> _Prompt_: Transcribe the records below. Leave every word as it is.

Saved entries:
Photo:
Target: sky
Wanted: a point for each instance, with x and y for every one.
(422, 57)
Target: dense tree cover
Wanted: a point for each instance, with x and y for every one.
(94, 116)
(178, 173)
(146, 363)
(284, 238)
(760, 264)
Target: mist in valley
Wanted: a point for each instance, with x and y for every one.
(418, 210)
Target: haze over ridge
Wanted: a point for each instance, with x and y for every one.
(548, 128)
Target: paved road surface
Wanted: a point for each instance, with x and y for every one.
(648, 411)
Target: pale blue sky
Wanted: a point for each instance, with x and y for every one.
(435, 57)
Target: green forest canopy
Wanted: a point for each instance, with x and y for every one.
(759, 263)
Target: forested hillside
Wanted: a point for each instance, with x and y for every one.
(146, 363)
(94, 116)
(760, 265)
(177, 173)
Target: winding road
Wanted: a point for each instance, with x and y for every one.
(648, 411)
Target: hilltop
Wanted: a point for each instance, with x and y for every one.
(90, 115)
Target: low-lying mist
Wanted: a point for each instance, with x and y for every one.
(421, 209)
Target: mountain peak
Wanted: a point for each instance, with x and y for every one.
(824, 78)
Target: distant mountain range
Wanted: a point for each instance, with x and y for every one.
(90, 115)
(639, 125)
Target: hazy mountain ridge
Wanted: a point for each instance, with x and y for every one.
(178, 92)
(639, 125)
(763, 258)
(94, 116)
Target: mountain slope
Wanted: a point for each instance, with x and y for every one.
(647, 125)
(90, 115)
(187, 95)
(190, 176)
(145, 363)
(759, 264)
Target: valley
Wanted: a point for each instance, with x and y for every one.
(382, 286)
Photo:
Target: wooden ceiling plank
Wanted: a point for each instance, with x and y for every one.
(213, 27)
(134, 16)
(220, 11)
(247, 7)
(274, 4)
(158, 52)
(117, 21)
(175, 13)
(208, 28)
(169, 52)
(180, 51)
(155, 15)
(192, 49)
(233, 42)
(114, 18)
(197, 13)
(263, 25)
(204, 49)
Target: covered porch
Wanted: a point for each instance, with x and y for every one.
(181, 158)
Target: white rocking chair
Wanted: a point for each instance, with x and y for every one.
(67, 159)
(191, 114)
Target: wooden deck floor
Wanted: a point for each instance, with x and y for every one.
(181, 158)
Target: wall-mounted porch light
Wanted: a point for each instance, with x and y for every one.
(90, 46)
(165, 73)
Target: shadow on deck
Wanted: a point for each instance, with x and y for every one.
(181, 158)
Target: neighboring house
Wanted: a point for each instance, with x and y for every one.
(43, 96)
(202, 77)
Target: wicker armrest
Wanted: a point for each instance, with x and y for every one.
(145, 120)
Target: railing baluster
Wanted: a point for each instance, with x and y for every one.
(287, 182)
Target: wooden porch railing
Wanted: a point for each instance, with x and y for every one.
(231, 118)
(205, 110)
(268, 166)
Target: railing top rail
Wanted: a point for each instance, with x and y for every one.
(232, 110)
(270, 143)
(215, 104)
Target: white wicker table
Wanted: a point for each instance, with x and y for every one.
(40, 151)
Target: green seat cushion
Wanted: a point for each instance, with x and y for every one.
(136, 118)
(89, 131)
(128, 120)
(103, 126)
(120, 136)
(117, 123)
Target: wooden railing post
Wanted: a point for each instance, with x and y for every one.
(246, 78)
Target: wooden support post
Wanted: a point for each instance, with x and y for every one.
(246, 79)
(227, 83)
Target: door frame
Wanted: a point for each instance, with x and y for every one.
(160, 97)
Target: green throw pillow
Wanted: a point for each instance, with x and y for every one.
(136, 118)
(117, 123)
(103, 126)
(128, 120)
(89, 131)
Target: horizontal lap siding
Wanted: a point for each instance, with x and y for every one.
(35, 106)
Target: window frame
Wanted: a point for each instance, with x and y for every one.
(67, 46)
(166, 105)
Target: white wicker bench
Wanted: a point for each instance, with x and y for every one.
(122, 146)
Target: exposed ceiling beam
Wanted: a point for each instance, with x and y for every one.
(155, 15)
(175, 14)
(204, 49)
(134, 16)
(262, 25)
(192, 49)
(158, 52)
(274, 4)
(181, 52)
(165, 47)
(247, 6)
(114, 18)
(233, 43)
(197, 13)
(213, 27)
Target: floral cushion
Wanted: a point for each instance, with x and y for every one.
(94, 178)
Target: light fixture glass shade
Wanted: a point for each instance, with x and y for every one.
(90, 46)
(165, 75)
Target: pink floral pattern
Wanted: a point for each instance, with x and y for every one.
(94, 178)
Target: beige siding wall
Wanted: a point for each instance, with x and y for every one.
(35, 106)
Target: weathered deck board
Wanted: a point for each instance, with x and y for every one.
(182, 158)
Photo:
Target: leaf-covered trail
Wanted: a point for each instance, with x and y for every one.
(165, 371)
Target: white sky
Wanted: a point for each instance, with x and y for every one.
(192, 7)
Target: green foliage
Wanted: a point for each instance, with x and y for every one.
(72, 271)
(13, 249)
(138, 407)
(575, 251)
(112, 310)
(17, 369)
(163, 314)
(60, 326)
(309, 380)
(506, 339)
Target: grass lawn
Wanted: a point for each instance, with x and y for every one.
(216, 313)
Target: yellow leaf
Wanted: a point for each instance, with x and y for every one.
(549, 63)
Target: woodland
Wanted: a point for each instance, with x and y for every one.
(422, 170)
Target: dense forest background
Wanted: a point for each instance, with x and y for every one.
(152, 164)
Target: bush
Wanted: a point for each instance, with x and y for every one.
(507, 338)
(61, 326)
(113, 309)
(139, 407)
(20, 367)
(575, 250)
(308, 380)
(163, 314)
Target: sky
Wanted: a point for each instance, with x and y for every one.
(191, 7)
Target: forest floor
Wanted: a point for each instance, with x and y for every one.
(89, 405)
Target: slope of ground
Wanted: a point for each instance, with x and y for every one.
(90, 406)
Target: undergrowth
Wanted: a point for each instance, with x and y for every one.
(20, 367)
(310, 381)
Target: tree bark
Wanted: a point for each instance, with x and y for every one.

> _Result_:
Photo:
Target: sky
Wanted: a point for each instance, with x and y for every one.
(422, 57)
Target: dense tree cover
Wanted: a point for each instance, with x and y for every one.
(94, 116)
(178, 173)
(146, 363)
(284, 238)
(760, 264)
Target: mist in valley
Wanted: a point for each instance, with x and y for every one.
(418, 210)
Target: haze over ridge
Wanted: a point for each instance, with x and y for every one.
(548, 128)
Target: paved road surface
Wanted: a point for each instance, with x and y for every one.
(648, 411)
Target: pale blue sky
Wanted: a point for each instance, with x and y for every one.
(435, 57)
Target: green forest canopy
Wanted: a point for each instance, with x and y for every one.
(759, 263)
Target: forested hillside
Wanted: a point for each instance, with x and y for every one.
(146, 363)
(94, 116)
(760, 265)
(177, 173)
Target: winding road
Wanted: a point for each instance, with x and y for every one.
(648, 411)
Target: hilltop
Wanted: a point for each instance, with x and y for every one.
(90, 115)
Target: low-lying mist
Wanted: a point for each instance, with x and y for every one.
(421, 209)
Target: mountain peak
Wanted: a point for each instance, with x and y for every one.
(824, 78)
Target: distant mountain range
Wanted: a point for each instance, with x and y for every one.
(90, 115)
(639, 125)
Target: hazy mountain ridge
Wanted: a point for each instance, with x and y for every one.
(178, 92)
(639, 125)
(763, 258)
(94, 116)
Target: mountain slope
Wanted: a point for each instance, with x and y for every one.
(647, 125)
(90, 115)
(187, 95)
(190, 176)
(145, 363)
(759, 264)
Target: valley
Wanted: a point for each instance, with x and y for every one.
(382, 286)
Photo:
Target: wooden ceiling plank
Wanted: a point for each instance, with x and y for every one.
(213, 27)
(134, 16)
(220, 11)
(247, 7)
(274, 4)
(158, 52)
(117, 21)
(175, 13)
(208, 28)
(169, 52)
(180, 51)
(155, 15)
(192, 49)
(233, 42)
(114, 18)
(197, 13)
(263, 25)
(204, 49)
Target: covered porch
Wanted: a point for each instance, with x and y for every one.
(181, 158)
Target: white rocking chair
Wanted: a point for each instance, with x and y for every one.
(67, 159)
(191, 114)
Target: wooden deck floor
Wanted: a point for each instance, with x and y for every one.
(181, 158)
Target: wall-mounted porch light
Wanted: a point for each instance, with x and y for every one.
(90, 46)
(165, 73)
Target: shadow on deck
Wanted: a point for each instance, with x and y for every one.
(181, 158)
Target: neighboring house
Wanted: a point for each instance, with x and y for every one.
(43, 96)
(202, 77)
Target: wicker armrest
Wanted: a point for each instance, with x and y for every one.
(145, 120)
Target: railing baluster
Wanted: a point for each instance, with x and y for every one.
(287, 182)
Target: wooden porch railing
Wanted: a point for each instance, with x and y for every one.
(231, 118)
(205, 110)
(268, 166)
Target: railing top rail
Wanted: a point for each instance, with x and y for every one.
(232, 110)
(270, 143)
(215, 104)
Target: white wicker table
Wanted: a point for each instance, with x and y for every one.
(40, 151)
Target: green seat cushion
Wanted: a point for each instance, with x and y for every one.
(136, 118)
(89, 131)
(128, 120)
(103, 126)
(120, 136)
(117, 123)
Target: wooden railing post
Wanted: a point for each instance, with x and y for every one.
(246, 78)
Target: wooden support post
Wanted: a point for each instance, with x and y for every one.
(246, 79)
(227, 83)
Target: door frame
Wanted: a point for each instance, with x and y for every one.
(160, 97)
Target: green throw pillow
Wanted: a point for each instance, with x and y for every one.
(136, 118)
(117, 123)
(103, 126)
(128, 120)
(89, 131)
Target: horizontal lap siding
Wanted: a point for each instance, with x and y for every one.
(35, 106)
Target: window frame
Wanted: a point for each instance, with x and y for every one.
(67, 46)
(166, 105)
Target: white wicker bench
Wanted: a point for each instance, with x and y for every one.
(122, 146)
Target: exposed ceiling beam
Wanted: a point for each instance, with x and y for every one.
(155, 15)
(175, 14)
(204, 49)
(134, 16)
(262, 25)
(192, 49)
(158, 52)
(274, 4)
(181, 52)
(165, 47)
(247, 6)
(114, 18)
(233, 43)
(197, 13)
(213, 27)
Target: floral cushion
Wanted: a point for each instance, with x and y for every one.
(94, 178)
Target: light fixture glass shade
Wanted: a point for each instance, with x and y for every one.
(90, 46)
(165, 75)
Target: pink floral pattern
Wanted: a point for each instance, with x and y for every one.
(94, 178)
Target: beige siding wall
Wanted: a point for each instance, with x and y for every one.
(35, 106)
Target: weathered deck board
Wanted: a point for each instance, with x and y for every one.
(182, 158)
Photo:
Target: leaf-covered trail
Wanted: a point for each instance, with x and y for every one.
(165, 371)
Target: white sky
Wanted: a point for each instance, with x and y for every one.
(192, 7)
Target: green foliage
Wanted: a point for each instance, with x and y for every one.
(72, 271)
(13, 249)
(138, 407)
(575, 251)
(112, 310)
(17, 369)
(163, 314)
(60, 326)
(309, 380)
(506, 339)
Target: grass lawn
Wanted: a point for each instance, with x and y for every one.
(216, 313)
Target: yellow leaf
Wanted: a point for each instance, with x and y for every one.
(549, 63)
Target: woodland
Wanted: a point for each instance, with x and y for every one.
(422, 170)
Target: dense forest background
Wanted: a point for each instance, with x and y for every one.
(152, 164)
Target: bush
Wanted: a point for each instance, with x and y for every one.
(507, 338)
(61, 326)
(113, 309)
(139, 407)
(20, 367)
(575, 250)
(308, 380)
(163, 314)
Target: sky
Wanted: a point for each instance, with x and y for every one.
(191, 7)
Target: forest floor
Wanted: a point for each instance, with x and y for every one.
(89, 405)
Target: slope of ground
Wanted: a point for each instance, with x and y for every one.
(90, 406)
Target: undergrowth
Wanted: a point for each instance, with x and y for every one.
(20, 367)
(310, 381)
Target: tree bark
Wanted: a point for each instance, with x and y for every one.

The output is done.